## start THE DATA

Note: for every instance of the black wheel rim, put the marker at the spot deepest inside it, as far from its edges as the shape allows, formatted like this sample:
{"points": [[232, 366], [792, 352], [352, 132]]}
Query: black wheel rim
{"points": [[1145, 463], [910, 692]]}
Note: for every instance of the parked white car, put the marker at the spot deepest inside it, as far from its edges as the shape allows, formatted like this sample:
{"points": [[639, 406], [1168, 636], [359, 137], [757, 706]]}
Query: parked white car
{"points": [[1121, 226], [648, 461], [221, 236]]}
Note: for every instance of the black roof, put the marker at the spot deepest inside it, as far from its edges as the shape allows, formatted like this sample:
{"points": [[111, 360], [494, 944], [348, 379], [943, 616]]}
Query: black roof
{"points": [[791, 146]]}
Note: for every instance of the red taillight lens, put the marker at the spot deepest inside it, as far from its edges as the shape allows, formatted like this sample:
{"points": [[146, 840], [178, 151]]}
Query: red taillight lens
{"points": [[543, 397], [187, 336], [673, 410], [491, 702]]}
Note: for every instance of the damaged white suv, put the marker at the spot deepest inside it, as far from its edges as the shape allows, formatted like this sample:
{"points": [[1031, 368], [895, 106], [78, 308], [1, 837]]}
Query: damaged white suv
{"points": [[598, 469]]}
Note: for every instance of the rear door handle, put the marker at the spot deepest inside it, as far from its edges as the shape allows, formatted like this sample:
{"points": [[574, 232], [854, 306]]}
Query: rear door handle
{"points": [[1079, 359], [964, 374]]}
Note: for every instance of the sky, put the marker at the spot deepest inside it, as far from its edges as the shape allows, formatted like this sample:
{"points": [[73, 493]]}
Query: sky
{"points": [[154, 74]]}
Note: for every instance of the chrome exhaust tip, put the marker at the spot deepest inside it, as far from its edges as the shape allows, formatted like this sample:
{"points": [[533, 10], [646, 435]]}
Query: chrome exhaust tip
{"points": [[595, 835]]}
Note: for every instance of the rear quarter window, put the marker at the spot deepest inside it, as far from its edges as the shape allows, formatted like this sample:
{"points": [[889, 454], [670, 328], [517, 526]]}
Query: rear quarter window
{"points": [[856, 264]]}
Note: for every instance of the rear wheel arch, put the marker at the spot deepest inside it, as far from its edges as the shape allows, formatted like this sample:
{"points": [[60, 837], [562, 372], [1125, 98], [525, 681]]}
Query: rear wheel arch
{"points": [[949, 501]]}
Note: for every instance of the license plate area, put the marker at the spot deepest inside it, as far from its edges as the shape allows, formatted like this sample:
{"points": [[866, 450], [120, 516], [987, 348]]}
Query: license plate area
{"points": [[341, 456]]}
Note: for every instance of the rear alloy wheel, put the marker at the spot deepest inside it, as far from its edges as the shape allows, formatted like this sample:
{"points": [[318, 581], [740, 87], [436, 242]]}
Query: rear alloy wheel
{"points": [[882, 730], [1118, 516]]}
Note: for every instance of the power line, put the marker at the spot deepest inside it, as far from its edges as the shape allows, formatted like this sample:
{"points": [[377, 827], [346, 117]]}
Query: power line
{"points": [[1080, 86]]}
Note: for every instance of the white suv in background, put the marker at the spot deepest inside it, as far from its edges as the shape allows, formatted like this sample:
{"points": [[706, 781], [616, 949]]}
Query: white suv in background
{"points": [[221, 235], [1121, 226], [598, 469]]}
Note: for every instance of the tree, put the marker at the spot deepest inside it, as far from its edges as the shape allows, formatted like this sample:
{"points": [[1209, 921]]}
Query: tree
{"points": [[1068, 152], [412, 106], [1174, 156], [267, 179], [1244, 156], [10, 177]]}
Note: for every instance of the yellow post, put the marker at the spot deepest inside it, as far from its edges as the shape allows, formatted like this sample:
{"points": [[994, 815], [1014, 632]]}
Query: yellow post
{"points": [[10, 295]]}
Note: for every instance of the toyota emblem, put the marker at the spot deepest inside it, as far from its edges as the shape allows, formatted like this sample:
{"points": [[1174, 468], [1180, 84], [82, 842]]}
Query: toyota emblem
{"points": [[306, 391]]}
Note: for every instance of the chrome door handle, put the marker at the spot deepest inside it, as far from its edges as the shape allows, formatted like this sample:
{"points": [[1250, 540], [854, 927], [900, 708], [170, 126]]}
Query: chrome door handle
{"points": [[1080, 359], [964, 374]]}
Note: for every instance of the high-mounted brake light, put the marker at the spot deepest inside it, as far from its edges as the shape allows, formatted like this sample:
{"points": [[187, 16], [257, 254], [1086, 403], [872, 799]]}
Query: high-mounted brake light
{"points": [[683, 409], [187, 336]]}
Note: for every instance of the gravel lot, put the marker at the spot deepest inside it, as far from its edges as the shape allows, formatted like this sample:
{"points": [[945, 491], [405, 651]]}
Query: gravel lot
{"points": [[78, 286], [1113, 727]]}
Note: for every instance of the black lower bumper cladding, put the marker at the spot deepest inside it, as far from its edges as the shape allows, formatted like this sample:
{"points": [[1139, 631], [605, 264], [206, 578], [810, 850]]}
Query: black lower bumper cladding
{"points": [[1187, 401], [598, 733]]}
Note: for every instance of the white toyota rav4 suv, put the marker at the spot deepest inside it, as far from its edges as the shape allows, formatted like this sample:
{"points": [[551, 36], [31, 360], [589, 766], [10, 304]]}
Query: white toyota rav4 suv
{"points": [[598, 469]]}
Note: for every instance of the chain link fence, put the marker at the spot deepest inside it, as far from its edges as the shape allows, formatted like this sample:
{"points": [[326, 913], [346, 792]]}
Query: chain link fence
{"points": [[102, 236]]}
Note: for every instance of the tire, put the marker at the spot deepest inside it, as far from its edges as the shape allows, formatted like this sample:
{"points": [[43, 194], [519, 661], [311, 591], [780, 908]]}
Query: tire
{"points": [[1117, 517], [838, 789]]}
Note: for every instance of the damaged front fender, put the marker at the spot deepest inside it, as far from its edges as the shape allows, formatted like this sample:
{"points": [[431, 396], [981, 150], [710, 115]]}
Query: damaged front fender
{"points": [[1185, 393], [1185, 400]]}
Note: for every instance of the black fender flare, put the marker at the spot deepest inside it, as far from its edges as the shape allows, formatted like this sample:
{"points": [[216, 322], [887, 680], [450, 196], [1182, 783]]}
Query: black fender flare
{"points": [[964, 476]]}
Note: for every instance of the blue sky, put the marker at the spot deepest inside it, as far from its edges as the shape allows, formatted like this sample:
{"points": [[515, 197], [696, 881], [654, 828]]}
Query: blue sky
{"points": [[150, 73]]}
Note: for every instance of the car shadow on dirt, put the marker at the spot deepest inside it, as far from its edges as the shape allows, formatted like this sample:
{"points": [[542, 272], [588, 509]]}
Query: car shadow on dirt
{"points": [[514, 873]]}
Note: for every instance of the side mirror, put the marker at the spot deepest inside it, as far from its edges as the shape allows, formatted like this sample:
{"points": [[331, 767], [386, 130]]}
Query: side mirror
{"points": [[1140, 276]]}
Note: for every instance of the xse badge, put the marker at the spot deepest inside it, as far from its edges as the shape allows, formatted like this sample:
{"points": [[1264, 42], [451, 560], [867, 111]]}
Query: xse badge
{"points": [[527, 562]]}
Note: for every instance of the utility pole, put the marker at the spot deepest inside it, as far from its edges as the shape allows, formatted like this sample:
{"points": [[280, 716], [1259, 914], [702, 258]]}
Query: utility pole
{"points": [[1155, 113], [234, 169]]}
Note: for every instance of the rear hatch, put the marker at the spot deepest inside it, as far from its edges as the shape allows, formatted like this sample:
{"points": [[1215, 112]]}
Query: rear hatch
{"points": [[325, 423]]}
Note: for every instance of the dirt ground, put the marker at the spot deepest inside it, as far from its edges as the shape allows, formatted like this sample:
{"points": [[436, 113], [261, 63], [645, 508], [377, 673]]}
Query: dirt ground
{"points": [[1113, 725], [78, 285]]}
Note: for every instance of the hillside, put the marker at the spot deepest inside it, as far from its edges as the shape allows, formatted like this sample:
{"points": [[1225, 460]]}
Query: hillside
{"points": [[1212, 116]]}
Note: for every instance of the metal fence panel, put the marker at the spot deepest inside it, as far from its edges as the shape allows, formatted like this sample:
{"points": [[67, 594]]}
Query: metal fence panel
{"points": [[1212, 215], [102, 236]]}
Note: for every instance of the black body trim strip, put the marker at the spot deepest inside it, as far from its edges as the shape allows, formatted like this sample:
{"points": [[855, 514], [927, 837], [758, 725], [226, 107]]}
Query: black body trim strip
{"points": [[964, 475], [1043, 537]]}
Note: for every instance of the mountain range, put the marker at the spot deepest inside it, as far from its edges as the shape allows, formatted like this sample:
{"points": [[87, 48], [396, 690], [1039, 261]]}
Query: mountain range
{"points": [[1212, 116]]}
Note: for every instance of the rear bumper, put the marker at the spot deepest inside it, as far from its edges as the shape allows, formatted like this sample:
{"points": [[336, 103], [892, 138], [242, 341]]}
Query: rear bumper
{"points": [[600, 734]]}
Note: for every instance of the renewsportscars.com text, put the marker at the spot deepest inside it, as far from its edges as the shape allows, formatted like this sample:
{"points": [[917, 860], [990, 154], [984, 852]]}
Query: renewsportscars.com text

## end THE DATA

WORK TO DO: Return verbatim the lines of the entries above from the line with "Note: for every instance of the rear bumper, put" through the final line, with both ends included.

TASK SOLUTION:
Note: for every instance of the rear bumper, put the marker at the spot deepest inside it, as far from its edges as the shape allows, formatted like this sample:
{"points": [[336, 103], [892, 138], [242, 341]]}
Query: rear bumper
{"points": [[600, 734]]}
Note: for every instance of the renewsportscars.com text, put the marker at the spot deepest inside it, as far from its edges as the shape allows, formatted like this sample:
{"points": [[917, 860], [990, 154], [984, 852]]}
Query: renewsportscars.com text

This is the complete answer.